- **Document segment**

═══

There must be some viable markets on WHT, maybe the enterprise heavy stuff with big fat dedis and cololocation at premium.  Small dedis on WHT are price war mode into non sales at this point.  VPS is in tatters and probably $4GB on average or less.  Shared hosting they let unlimited happen and that came with more unlimited and prices that are less for a whole year than a Subway sandwich.

All I can say is I hope WHT continues to cut / ban / purge the noise in offers / audits things / gets the ban hammer polished up / starts smashing stuff.  



Dillybob said:


> I'm about to bring the wrath of God down upon thee. It's going to be biblical.


Someone should summon the Hostnun for a blessing.


----------



## Dillybob (Jun 15, 2015)

WHT has zero respect for new visitors and I explain it all in my video. Rendering it will take a while it's 18 minutes long.

I went through each Corporate Membership benefit and absolutely destroyed how each one is literally worthless, they are in for a treat.

Nonethless, I went and showed how they are being manipulators in trying to control the hosting industry with their false promise corporate tags and mislead viewers, it's so sickening.


----------



## drmike (Jun 15, 2015)

jarland said:


> Haha, come on now, we all know he'll be back. The company may be a new name, heck he might even have a new name.


Guess it will have to be a HackForums brand then


----------



## Francisco (Jun 15, 2015)

═══

- **Saved entries**

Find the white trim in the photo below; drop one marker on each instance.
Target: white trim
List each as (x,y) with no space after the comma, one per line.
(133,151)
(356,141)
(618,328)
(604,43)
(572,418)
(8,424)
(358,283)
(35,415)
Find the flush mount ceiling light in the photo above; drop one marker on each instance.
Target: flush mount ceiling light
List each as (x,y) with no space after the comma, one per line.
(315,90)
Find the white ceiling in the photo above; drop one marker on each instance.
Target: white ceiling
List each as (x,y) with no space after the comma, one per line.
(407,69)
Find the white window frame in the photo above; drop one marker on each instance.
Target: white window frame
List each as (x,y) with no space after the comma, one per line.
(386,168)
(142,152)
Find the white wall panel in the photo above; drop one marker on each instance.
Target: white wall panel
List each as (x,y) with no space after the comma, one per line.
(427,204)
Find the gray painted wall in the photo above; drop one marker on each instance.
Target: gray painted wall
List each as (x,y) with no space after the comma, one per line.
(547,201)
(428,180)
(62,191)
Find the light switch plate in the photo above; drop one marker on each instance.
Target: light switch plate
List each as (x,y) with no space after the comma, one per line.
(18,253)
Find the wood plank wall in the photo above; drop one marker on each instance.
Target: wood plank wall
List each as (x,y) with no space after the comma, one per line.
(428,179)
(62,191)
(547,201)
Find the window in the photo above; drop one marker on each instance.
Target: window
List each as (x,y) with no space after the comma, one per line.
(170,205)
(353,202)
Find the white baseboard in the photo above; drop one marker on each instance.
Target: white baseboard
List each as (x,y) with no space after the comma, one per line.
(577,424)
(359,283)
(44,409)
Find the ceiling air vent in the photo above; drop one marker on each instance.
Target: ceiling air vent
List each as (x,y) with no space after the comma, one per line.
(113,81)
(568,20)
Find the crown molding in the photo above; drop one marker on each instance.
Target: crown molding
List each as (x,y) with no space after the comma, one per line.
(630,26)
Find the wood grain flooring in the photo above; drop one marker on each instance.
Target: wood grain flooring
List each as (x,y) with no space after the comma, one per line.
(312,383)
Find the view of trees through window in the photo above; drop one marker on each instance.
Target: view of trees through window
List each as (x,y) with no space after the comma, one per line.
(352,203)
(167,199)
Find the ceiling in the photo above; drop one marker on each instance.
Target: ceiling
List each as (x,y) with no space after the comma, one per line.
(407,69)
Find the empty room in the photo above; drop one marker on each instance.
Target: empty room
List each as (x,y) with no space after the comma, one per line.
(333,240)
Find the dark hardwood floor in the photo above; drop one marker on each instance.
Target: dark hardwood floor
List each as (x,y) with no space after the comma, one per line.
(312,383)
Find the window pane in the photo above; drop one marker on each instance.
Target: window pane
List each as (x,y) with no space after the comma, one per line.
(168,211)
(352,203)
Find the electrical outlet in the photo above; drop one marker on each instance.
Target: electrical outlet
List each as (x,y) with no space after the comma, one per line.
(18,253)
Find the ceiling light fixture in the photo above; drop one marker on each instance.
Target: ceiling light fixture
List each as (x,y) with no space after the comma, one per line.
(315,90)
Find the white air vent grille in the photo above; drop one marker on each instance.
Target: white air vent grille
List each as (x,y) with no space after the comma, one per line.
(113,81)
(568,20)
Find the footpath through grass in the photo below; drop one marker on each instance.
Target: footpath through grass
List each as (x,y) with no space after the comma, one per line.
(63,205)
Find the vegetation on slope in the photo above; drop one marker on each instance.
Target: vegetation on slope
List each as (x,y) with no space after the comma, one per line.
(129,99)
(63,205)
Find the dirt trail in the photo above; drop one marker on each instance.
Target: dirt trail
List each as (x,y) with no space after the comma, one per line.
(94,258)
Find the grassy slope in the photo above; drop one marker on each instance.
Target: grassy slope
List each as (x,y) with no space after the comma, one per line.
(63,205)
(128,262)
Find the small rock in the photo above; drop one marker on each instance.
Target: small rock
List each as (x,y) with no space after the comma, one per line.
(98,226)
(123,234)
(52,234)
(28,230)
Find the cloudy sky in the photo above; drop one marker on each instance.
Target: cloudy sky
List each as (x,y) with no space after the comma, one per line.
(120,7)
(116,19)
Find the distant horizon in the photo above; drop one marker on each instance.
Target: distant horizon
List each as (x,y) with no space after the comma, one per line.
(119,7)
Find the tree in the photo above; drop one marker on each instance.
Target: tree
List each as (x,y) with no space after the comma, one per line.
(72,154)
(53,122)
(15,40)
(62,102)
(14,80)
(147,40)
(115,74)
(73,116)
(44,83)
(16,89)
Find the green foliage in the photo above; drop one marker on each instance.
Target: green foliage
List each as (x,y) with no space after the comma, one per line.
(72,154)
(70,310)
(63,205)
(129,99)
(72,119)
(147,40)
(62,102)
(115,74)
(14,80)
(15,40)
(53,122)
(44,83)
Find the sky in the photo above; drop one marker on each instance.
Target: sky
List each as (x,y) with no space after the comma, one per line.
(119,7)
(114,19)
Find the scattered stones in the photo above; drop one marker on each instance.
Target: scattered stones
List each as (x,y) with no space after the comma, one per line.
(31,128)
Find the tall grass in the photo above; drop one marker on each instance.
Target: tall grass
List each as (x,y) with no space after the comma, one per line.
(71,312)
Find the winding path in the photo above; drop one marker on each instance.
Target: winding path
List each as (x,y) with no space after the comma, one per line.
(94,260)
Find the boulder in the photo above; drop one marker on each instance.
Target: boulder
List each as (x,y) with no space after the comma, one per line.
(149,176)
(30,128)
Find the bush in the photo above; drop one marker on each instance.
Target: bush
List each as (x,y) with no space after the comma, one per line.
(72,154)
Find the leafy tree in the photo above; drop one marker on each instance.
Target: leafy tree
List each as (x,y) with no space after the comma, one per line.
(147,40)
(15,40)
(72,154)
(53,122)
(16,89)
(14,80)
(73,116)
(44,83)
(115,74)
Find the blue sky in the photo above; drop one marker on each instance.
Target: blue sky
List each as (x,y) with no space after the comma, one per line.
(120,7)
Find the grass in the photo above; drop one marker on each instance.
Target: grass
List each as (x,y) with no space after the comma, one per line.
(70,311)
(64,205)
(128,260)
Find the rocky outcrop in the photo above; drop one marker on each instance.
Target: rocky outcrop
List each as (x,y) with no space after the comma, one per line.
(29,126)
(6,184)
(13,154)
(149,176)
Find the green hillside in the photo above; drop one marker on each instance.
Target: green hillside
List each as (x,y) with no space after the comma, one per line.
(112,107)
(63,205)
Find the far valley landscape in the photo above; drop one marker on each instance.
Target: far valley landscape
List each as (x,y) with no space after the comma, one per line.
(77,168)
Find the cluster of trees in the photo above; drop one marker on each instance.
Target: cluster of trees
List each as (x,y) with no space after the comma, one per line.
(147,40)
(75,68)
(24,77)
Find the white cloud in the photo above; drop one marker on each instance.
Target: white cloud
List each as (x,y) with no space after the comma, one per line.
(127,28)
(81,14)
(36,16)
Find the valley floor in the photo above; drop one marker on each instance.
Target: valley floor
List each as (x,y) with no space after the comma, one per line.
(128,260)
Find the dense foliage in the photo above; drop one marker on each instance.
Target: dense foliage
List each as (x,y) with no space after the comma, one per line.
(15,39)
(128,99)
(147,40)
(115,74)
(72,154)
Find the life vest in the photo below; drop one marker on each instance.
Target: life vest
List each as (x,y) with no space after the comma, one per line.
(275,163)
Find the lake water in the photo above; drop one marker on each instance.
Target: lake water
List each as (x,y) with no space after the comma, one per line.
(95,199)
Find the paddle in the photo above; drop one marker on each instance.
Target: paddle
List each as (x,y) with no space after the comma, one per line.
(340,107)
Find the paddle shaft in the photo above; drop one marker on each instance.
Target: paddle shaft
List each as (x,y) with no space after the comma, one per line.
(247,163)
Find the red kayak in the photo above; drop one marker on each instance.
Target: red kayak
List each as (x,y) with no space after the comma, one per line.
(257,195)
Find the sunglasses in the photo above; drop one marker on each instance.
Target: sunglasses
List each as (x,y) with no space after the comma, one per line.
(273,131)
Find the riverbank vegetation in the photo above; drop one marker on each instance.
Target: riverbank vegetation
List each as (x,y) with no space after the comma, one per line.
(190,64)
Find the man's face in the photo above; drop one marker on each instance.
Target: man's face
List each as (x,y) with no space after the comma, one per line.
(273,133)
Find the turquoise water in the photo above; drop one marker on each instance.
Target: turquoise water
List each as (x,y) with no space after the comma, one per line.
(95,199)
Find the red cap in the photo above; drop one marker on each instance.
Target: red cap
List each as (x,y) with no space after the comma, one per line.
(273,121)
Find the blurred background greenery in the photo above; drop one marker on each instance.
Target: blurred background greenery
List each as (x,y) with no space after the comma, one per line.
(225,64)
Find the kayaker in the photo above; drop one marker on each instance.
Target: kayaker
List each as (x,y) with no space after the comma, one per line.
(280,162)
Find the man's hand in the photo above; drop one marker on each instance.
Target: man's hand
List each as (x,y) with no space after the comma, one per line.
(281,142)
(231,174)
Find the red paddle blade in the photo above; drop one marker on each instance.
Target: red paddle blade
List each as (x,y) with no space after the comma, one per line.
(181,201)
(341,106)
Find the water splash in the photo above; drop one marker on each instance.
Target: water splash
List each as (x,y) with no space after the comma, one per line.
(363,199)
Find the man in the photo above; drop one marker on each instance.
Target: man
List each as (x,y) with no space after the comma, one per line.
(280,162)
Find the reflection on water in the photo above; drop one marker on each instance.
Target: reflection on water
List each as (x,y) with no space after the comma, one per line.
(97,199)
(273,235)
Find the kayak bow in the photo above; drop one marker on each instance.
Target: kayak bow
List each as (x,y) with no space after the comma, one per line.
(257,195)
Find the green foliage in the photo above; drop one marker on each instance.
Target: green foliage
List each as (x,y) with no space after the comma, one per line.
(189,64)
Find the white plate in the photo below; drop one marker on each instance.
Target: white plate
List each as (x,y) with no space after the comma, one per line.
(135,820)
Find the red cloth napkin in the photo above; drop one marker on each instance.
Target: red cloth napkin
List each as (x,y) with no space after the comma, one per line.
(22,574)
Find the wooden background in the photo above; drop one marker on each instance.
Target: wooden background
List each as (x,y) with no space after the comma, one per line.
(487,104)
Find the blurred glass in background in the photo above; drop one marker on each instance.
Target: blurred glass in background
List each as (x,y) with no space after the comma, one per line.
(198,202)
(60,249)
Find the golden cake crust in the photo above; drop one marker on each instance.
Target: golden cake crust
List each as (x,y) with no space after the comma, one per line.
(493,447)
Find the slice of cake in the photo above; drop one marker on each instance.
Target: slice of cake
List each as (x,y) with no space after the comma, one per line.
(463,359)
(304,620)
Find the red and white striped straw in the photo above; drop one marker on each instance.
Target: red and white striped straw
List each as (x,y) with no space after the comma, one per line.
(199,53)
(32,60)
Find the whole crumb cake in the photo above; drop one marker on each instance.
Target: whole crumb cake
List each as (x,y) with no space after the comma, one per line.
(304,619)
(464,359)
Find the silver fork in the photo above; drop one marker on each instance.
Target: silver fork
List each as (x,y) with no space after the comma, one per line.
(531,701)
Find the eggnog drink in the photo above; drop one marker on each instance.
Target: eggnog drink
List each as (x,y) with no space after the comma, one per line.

═══

- **Problem set**
A: Reproduce the part of the web hosting forum thread starting at "## drmike (Jun" and ending at "a new name.".
B: Carry the web hosting forum thread forward from the point where it stops.

- **Answers**
A:
## drmike (Jun 15, 2015)

jarland said:


> Haha, come on now, we all know he'll be back. The company may be a new name, heck he might even have a new name.

B:
Tyler said:


> Real brands (read: not GVH) do have brand representatives and people in charge. But GVH, well, we all know about Jon's title fetish.
> 
> One of these days I'll go through the entire GVH history and make a changelog of his titles


That thing would give the linux kernel changelog a run for its money.

Francisco


----------



## drmike (Jun 15, 2015)

Francisco said:


> That thing would give the linux kernel changelog a run for its money.


You dick and your dork humor... That's soda on my monitor.  Again.


----------



## Hxxx (Jun 15, 2015)

Is so easy to close and open as a different brand and with another legal representation. Is a shame this will happen all again.

Well community finally drmike will stop posting GVH threads. This is the best part of the news! Thank you all for your prayers, I know is sad to see such a good forum with gvh all over the place. We are moving forward wuju! yai

drmike thank your for the needed news.


----------



## drmike (Jun 15, 2015)

More sNews coming soon   

... and won't be GVH.


----------



## HalfEatenPie (Jun 15, 2015)

drmike said:


> More sNews coming soon
> 
> ... and won't be GVH.


It's official.  @Francisco is actually a real live horse and @Aldryic C'boas is an actual pony.  For years those pictures are simply CSI-level Photoshopping done with clever visual effects.  On the internet, no one knows you're a pony/horse/in a stable.


----------



## drmike (Jun 15, 2015)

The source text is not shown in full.